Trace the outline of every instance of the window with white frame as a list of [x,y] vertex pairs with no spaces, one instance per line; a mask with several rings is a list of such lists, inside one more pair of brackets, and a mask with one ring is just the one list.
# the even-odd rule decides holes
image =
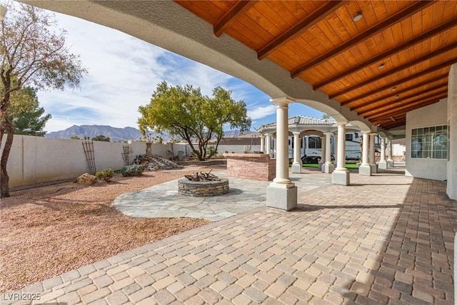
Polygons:
[[448,159],[447,125],[411,130],[411,158]]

+++

Work to be completed – Convert the material into a two-column CSV with the columns request and response, one row per entry, placing the request text and its answer each in a single quoted field with line breaks replaced by spaces. Leave the pictures out.

Full response –
request,response
"Trace the outline of every instance of the window with white frame as a list of [x,y] vertex pairs with no spaces, one instance per line; a mask with several rings is a list of such lists, inside one more pair of brackets, and a mask with one ring is just the one list. # the even-odd rule decides holes image = Polygons:","[[448,159],[447,125],[411,130],[411,158]]"